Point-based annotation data

──────────────────────────────

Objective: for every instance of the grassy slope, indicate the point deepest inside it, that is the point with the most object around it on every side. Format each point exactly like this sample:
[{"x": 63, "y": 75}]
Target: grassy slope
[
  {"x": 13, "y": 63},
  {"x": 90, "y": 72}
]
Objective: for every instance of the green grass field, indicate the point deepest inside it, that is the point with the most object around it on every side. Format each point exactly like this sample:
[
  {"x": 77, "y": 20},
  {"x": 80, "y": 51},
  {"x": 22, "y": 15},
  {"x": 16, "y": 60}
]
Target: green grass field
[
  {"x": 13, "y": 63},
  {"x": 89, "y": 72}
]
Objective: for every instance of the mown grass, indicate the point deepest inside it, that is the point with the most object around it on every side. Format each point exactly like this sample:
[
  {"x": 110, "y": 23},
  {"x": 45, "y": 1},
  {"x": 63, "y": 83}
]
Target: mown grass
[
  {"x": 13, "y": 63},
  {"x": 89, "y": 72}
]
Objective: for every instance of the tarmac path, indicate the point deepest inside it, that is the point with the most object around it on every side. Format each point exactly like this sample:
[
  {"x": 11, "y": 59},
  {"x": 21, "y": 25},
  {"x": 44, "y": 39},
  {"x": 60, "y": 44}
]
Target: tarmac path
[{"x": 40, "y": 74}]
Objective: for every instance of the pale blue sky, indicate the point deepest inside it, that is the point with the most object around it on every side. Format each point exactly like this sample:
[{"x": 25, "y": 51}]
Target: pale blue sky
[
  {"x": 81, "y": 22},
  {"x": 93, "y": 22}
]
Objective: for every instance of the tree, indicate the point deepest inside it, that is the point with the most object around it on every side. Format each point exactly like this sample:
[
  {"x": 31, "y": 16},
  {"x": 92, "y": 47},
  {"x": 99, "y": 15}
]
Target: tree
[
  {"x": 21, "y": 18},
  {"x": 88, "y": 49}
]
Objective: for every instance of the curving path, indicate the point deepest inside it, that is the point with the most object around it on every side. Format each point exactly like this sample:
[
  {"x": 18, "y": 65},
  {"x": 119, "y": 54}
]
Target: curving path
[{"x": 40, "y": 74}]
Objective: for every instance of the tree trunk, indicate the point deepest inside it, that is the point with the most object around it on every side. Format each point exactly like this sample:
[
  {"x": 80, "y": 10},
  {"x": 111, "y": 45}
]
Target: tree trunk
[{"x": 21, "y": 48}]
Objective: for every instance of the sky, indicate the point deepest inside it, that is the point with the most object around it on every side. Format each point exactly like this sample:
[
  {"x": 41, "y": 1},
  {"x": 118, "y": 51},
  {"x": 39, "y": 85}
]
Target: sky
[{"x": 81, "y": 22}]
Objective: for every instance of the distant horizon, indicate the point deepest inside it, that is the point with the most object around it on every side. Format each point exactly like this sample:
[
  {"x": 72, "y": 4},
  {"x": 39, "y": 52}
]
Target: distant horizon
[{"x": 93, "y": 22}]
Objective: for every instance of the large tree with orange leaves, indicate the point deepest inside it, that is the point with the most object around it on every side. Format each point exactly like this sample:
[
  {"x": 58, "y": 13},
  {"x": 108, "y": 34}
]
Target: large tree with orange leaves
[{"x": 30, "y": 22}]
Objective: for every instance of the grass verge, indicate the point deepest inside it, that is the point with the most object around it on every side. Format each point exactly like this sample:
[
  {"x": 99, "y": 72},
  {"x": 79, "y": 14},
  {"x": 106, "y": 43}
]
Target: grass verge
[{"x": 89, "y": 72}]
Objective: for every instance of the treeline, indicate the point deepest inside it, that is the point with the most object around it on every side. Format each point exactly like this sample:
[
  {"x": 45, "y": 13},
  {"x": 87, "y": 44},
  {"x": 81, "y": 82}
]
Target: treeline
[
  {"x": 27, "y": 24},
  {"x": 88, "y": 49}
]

──────────────────────────────

▶ DESCRIPTION OF THE TASK
Every line from the one holding "Objective: for every instance of the grass verge, indicate" through the final line of the listing must be echoed exactly; leave out all other lines.

▶ ANSWER FOR THE TASK
Objective: for every instance of the grass verge, indicate the point deepest inside it, that is the point with the most object around it on every side. Format each point exactly like this sample:
[
  {"x": 99, "y": 72},
  {"x": 79, "y": 14},
  {"x": 106, "y": 43}
]
Target: grass verge
[{"x": 89, "y": 72}]
Objective: for every instance of the treeline, indicate the point deepest inside it, that is the point with the most object around it on every side. Format each point exactly like this sample:
[
  {"x": 45, "y": 13},
  {"x": 87, "y": 44},
  {"x": 81, "y": 82}
]
Target: treeline
[
  {"x": 27, "y": 24},
  {"x": 88, "y": 49}
]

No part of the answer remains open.